> 本文ブロック
------------------------------
好転反応?と思ったりもしましたが、原因がわからず、先週まで元気な日があっただけに期待してしまっていたのでがっかりしてしまいました…。
しかし!
治療後3日目~5日目、とてもとても元気にだったのです!
明るく、よく喋り、笑い、やる気にも満ちていてまるで元気だった頃の姿に戻ったかのよう!
こんな姿を見るのは2年振りで、もうびっくりしました。
元気だとよく喋るんだなぁ、とにかくテンションが高くて!
普段はやりたいことがたくさんあるけれど、だるくて出来ない生活。
元気だった数日は、部屋の片付けを黙々とやったり、少し勉強をしたり、家事を手伝ったりしました。
6日目は疲れが出てしまったのか、元に戻っていました。
それでも効果があることを実感出来たので、明るい気持ちになれます。
EAT療法(Bスポット療法)6回目
1週間後、6回目のEAT治療です。
鼻とのどから治療
鼻とのどからのEAT治療で、のどから抜いた綿棒を見たら出血していませんでした。
治療後の痛み
少しは痛いけれど、もうそこまで痛みはないようです。だいぶ慢性上咽頭炎も良くなってきたからでしょうか。
倦怠感について
この週は、生理前と言うこともありとにかく体調もメンタルも下降気味。先週のような元気な姿を見ることはありませんでした。
きっと治療の効果にも波があり、ホルモンバランスの変化には打ち勝つことができなかったのかと思いました。PMSの症状と、気圧の影響をもろに受けていた気がします。
ここは一喜一憂せず、あまり気にせずです!
EAT療法(Bスポット療法)7回目
7回目のEAT治療。通い始めて2か月ほど経ちます。
------------------------------
> 掲載リスト
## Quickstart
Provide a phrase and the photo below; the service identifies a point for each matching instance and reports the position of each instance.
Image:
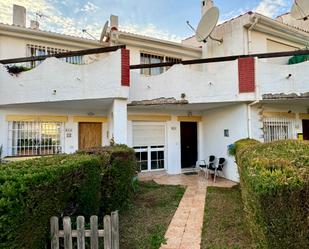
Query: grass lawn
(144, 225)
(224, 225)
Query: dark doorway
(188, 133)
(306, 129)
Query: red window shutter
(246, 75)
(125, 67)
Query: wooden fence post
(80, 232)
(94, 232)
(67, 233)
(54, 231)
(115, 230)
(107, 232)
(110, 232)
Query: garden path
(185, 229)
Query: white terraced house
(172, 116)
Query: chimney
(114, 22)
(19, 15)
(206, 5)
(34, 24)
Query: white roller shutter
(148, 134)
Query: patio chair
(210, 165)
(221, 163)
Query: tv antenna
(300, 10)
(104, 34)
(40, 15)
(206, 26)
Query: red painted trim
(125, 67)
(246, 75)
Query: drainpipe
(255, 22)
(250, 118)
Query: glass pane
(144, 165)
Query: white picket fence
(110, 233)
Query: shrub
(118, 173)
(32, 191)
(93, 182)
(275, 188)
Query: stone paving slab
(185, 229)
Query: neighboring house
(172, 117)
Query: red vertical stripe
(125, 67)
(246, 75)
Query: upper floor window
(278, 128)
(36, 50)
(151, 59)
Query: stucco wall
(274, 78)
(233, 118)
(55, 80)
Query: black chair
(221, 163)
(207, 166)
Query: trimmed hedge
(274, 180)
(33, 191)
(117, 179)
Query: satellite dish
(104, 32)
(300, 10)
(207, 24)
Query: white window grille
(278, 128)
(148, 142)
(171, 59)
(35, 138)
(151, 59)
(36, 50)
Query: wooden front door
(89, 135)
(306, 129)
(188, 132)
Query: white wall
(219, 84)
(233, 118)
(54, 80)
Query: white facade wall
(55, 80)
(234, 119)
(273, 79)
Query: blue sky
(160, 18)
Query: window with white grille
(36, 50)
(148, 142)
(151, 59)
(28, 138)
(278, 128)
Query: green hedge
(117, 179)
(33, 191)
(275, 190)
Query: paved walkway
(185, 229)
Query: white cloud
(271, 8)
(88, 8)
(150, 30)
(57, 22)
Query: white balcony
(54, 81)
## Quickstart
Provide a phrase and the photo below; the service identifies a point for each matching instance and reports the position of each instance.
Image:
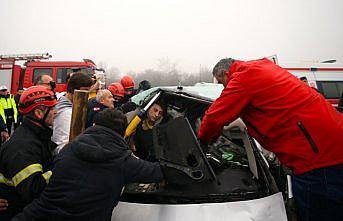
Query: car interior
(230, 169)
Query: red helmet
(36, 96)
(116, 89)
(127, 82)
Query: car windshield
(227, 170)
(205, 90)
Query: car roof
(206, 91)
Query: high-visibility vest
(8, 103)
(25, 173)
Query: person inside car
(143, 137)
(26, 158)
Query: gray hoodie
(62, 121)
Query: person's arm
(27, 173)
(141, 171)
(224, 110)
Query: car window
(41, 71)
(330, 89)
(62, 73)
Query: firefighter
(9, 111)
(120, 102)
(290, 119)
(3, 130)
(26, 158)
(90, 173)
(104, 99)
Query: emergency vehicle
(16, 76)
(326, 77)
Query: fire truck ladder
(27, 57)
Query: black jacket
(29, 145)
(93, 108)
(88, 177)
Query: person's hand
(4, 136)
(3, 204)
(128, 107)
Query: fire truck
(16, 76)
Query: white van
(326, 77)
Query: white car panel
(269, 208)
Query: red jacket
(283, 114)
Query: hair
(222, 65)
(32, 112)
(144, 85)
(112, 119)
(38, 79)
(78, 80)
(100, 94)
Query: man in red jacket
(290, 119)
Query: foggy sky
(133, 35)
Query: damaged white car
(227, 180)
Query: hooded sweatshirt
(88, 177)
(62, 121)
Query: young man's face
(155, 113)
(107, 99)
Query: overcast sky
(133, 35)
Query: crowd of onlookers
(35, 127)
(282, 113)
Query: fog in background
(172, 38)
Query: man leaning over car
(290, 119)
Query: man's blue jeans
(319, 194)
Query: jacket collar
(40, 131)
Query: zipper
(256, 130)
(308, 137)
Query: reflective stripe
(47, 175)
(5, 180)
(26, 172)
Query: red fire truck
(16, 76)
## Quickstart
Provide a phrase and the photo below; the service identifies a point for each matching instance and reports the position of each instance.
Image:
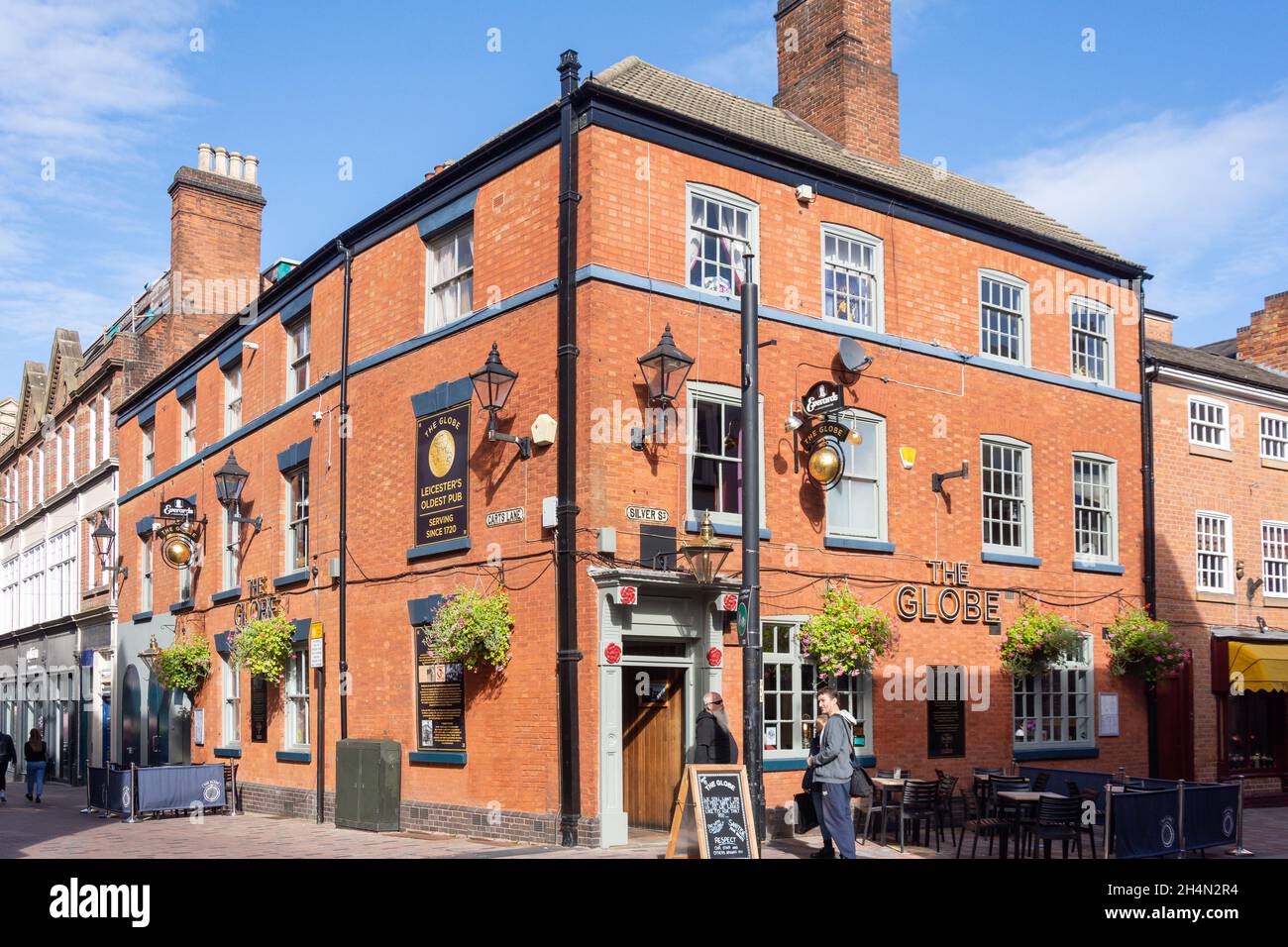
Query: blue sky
------------------------------
> 取り組む課題
(a) EAT治療の体験記で、6回目の治療のあと、のどから抜いた綿棒はどうなっていましたか?
(b) EAT治療の体験記を、最後の文の後から引き継いで書き進めてください。

> 課題の解答
(a) 出血していませんでした。

(b)
鼻から治療
先生曰く、ほとんど出血がなくなったとのこと。良くなって来ているようです。
治療後の痛み
今日の治療後の痛みは、鼻はほぼ痛みがなかったと言っていました。のどは結構強めにグリグリされていたので数時間痛がっていましたが…。
倦怠感について
その後の体調面は、まあまあと言った感じ。気圧の影響をすごく受けてしまうので、大雨が降ったりすると途端に頭がぼーっとしたりします。
しかしこの頃は本を読む集中力があり、昼間も夜も読書をしている時間が増えました。
勉強は全く出来ていませんでしたが、夜の元気な時間にほんの少し出来るようにもなりました(これはすごい進歩!)。
本人に体調のことはあまり聞かないようにしていますが、多分だるさがましになっているのだろうなと思っているところです。
EAT療法(Bスポット療法)8回目
8回目のEAT治療。
元々の体調も良くなかったのもあり、これと言ってあまり変化なしです。先生からも「一喜一憂しないように」とのことでした。
EAT療法(Bスポット療法)9回目
9回目のEAT治療。
季節は夏。台風の影響もあって毎日体調が良くない日が続いていました。通院も出来ないくらいの時もあり約20日振り。
先生に、今日で9回目のことを伝え、今後良くなっていくのか聞いてみました。
上咽頭炎自体は、見た目には炎症が治まっているようです。次回、内視鏡でまた診るとのこと。
まずは10回通ってみましょう、という始まりだったで効果の有り無しも分かってくる時期かも知れません。
たしか前回は、体調があまり良くないと言った時に「あまり一喜一憂しないように」とのことでしたが、今回は全員に効果が期待できる治療ではないこともおっしゃられていました。不調続きなのでそうおっしゃられたのかも知れません。
もし効果がなかったら、ただの痛いだけの治療になってしまうので、とのこと。
でも治療に長くかかるというようなことも言っていたような。
5回目の治療のあとに劇的に良くなったことがあったので、効果がないとは思えません。先生もそのことは覚えてたようです。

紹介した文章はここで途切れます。